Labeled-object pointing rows
▼

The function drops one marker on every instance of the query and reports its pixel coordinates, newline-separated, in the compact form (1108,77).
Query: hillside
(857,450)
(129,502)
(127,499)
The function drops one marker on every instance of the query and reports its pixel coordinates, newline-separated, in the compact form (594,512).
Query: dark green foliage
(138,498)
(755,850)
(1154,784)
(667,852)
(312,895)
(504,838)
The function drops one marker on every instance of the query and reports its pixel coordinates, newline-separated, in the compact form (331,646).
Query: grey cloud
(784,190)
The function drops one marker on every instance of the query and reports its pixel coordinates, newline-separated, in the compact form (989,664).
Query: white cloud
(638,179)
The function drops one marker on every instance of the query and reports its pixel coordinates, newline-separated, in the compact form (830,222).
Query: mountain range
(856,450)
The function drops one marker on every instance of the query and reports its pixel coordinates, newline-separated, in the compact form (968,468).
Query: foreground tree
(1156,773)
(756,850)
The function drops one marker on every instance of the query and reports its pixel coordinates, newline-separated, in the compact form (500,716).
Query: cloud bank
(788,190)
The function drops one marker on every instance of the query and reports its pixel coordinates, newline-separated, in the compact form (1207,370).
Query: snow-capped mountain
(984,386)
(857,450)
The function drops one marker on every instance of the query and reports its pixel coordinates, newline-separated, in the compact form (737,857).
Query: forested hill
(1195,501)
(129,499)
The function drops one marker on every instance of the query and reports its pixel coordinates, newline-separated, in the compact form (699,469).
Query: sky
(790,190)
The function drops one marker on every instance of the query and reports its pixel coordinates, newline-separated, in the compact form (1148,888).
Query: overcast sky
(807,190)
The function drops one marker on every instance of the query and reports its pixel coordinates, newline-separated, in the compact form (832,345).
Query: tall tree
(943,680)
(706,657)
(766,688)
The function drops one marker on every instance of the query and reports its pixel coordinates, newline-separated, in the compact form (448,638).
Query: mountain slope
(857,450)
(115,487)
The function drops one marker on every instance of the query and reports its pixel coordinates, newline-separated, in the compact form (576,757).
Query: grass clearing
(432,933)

▲

*TASK INSTRUCTIONS*.
Please copy out the rows starting at the line that contains "compact form (737,857)." and ending at the last row, shifting each answer coordinate by adding 129 to both of its numbers. Keep every request line unchanged, including the sample coordinates inside it.

*THE COMPLETED TASK*.
The function drops one marker on every instance of the query and reports its pixel coordinates, newline-separated, in the compact form (737,857).
Query: forested hill
(1324,630)
(258,628)
The function drops one marker on every instance of the query and reports its pixel coordinates, newline-separated, in the compact form (699,469).
Query: sky
(919,319)
The function drops one marker on every instance of the query and reports its pixel coordinates, newline-separated, in the compact form (1148,888).
Query: overcast sky
(936,319)
The function drops one marker on every instance of the query and reports its pixel coordinates, newline-separated, in the compact form (832,345).
Query: tall tree
(1072,809)
(835,786)
(895,817)
The function drops one marker on every instance of the query and reports its pixel coordinates, newline-separated, in the compact form (448,638).
Query: mountain slope
(986,579)
(244,616)
The function drops one marker on every instance of the query and reports its pixel coordinates, newline-separated, in the compact form (576,757).
Query: grass clearing
(561,1062)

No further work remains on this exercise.